# Advice needed I am going mad!!



## lollipops (Oct 17, 2009)

Ok In brief.
I am part way through a sort of medicated FET. I am on Progynova 3 x a day. Today was my first scan to check my womb lining. Womb lining was over 9mm - so good news.
Nurse then checked my follicles and found 1 tube contained fluid,she said not too worry. Had bloods taken too. I was told to wait for a call later when Doc had reviewed my tests.
Got a call to say I needed to come in again tommorrow morn for more tests and bloods and discuss med's- when I asked why, nurse said not too worry all will be explained tommorrow.

++++

▶ _Required work_:
**A)** Can you reproduce word for word the part of the FET forum post starting with "Ok In brief." and going on through "so good news."?
**B)** What comes next in the FET forum post? Continue it from its last sentence.

▶ _Given information_:
++++

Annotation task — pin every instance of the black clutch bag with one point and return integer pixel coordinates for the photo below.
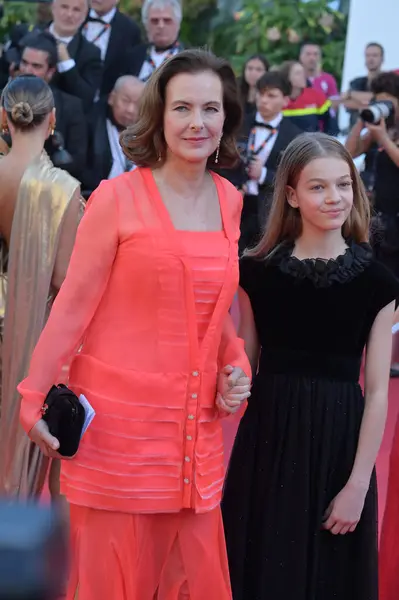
(65, 417)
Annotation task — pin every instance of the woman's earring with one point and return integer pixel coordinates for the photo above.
(217, 152)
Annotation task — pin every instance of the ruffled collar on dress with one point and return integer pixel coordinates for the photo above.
(323, 273)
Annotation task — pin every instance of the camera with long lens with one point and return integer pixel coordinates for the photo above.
(377, 111)
(60, 157)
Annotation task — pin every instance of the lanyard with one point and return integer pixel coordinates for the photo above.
(149, 60)
(251, 147)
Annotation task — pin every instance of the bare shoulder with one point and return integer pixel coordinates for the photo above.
(4, 149)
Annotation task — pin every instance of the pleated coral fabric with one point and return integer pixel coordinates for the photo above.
(148, 308)
(128, 301)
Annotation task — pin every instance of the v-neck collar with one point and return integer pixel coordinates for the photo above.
(198, 351)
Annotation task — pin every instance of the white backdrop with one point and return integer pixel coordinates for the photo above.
(369, 21)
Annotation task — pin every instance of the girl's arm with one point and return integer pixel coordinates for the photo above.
(247, 330)
(378, 361)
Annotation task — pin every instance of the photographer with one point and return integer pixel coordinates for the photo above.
(39, 57)
(381, 145)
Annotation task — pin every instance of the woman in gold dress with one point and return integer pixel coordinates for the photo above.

++++

▶ _Results for each task_:
**A)**
Ok In brief.
I am part way through a sort of medicated FET. I am on Progynova 3 x a day. Today was my first scan to check my womb lining. Womb lining was over 9mm - so good news.

**B)**
I wasn't happy with that answer- So I just called again. Finally got through and a nurse again fobbed me off- telling me to just come along tommorrow. I pushed abit harder and all I got was a very distant answer.....nurse said something about me having 5 follicles and about me not wanting 5 babies (?) and something about a dominent follicle (can't recall whether she said lack of one or too many?) and suggested may have too cancel this treatment and change to a different kind of FET (so Natural FET right?)
I really don't understand? I thought all that mattered was that my lining was thick,what has follicles got to do with it? I don't need eggs as I've got my embryo's frozen. So why does the amount of follicles matter? Am I being totally dumb here?
Any help at all is most welcome. Thankyou.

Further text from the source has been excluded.